• What to produce
Omit the pictures, then reproduce every remaining record exactly.

• Records for this exercise
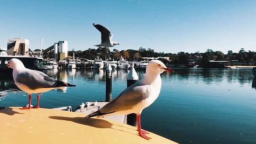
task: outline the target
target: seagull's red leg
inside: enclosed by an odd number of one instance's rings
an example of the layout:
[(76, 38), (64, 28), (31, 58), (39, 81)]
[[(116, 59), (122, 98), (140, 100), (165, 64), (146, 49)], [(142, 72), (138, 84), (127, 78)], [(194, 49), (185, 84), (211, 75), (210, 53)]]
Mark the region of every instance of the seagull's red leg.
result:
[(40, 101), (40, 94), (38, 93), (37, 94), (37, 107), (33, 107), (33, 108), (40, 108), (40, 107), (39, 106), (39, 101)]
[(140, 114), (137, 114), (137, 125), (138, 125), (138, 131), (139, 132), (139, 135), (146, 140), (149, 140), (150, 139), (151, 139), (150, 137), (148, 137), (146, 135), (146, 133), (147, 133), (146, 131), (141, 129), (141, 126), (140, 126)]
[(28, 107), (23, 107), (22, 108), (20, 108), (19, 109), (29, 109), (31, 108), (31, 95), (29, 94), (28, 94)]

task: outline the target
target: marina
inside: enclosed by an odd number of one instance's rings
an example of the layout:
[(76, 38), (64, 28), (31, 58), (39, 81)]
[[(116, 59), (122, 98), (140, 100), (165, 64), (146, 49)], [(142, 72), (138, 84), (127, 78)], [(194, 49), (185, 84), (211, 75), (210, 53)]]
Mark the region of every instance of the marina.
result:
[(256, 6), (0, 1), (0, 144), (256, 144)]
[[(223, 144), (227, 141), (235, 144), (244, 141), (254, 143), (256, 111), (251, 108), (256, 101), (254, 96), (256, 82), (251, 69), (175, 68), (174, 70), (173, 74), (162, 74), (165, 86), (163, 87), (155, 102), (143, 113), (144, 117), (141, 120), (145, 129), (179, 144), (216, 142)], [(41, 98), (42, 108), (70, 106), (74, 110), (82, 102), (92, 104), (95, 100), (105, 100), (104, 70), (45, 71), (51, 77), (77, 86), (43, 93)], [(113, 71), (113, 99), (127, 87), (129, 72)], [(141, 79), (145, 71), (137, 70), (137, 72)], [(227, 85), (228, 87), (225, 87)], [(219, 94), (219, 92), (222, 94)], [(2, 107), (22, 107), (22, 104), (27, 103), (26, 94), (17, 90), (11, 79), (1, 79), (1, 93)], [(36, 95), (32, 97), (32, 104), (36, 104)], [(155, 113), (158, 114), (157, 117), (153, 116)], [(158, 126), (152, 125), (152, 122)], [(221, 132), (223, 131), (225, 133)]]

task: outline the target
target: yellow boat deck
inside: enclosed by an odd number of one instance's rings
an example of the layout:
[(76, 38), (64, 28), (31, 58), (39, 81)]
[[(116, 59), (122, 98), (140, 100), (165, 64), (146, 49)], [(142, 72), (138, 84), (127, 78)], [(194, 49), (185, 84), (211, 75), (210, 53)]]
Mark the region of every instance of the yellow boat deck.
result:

• Expected answer
task: outline the target
target: seagull's red leg
inside: enclosed by an odd number of one instance's rings
an example of the layout:
[(76, 38), (64, 28), (31, 58), (39, 81)]
[[(116, 59), (122, 98), (140, 100), (165, 64), (146, 49)], [(142, 72), (138, 84), (127, 78)], [(194, 49), (185, 84), (211, 75), (210, 53)]]
Mark the region of every instance of the seagull's red leg.
result:
[(40, 101), (40, 94), (38, 93), (37, 94), (37, 107), (33, 107), (33, 108), (40, 108), (40, 107), (39, 106), (39, 101)]
[(140, 114), (137, 114), (137, 125), (138, 125), (138, 131), (139, 132), (139, 135), (146, 140), (149, 140), (150, 139), (151, 139), (150, 137), (148, 137), (146, 135), (146, 133), (147, 133), (146, 131), (141, 129), (141, 126), (140, 126)]
[(28, 107), (23, 107), (22, 108), (20, 108), (19, 109), (29, 109), (31, 108), (31, 95), (29, 94), (28, 94)]

task: outline the target
target: marina
inside: enclosed by an odd number of one instance's rings
an example of the layout:
[(76, 38), (64, 28), (31, 58), (39, 81)]
[[(116, 59), (122, 98), (140, 100), (165, 64), (146, 49)], [(142, 72), (138, 84), (127, 78)], [(194, 49), (185, 84), (211, 75), (210, 53)]]
Mark the region of every instance of the marina.
result:
[(256, 6), (0, 1), (0, 144), (256, 144)]
[[(223, 144), (227, 141), (235, 144), (244, 141), (254, 143), (256, 111), (251, 108), (256, 101), (254, 96), (256, 82), (251, 69), (175, 68), (174, 70), (173, 74), (162, 74), (165, 86), (163, 87), (155, 102), (143, 113), (144, 117), (141, 120), (145, 129), (179, 144), (216, 142)], [(41, 98), (42, 108), (70, 106), (74, 110), (82, 102), (92, 104), (95, 100), (105, 100), (104, 70), (45, 71), (51, 77), (77, 86), (43, 93)], [(113, 71), (113, 99), (127, 87), (129, 72)], [(141, 79), (145, 71), (137, 70), (137, 72)], [(227, 85), (228, 87), (225, 87)], [(219, 94), (219, 92), (222, 94)], [(2, 107), (22, 107), (22, 104), (27, 103), (26, 94), (17, 90), (11, 79), (1, 79), (1, 93)], [(36, 95), (32, 97), (32, 104), (36, 104)], [(155, 113), (158, 114), (157, 117), (153, 116)], [(158, 126), (152, 125), (152, 122)], [(221, 132), (223, 131), (225, 133)]]

task: outline the target
target: yellow boat deck
inside: enclosed by an odd number of one instance's rings
an example of the layout:
[(76, 38), (64, 28), (31, 58), (39, 81)]
[[(116, 59), (122, 98), (140, 100), (165, 64), (146, 49)], [(142, 72), (138, 84), (127, 78)], [(194, 49), (185, 84), (211, 75), (210, 53)]]
Mark the region of every instance of the yellow boat deck.
result:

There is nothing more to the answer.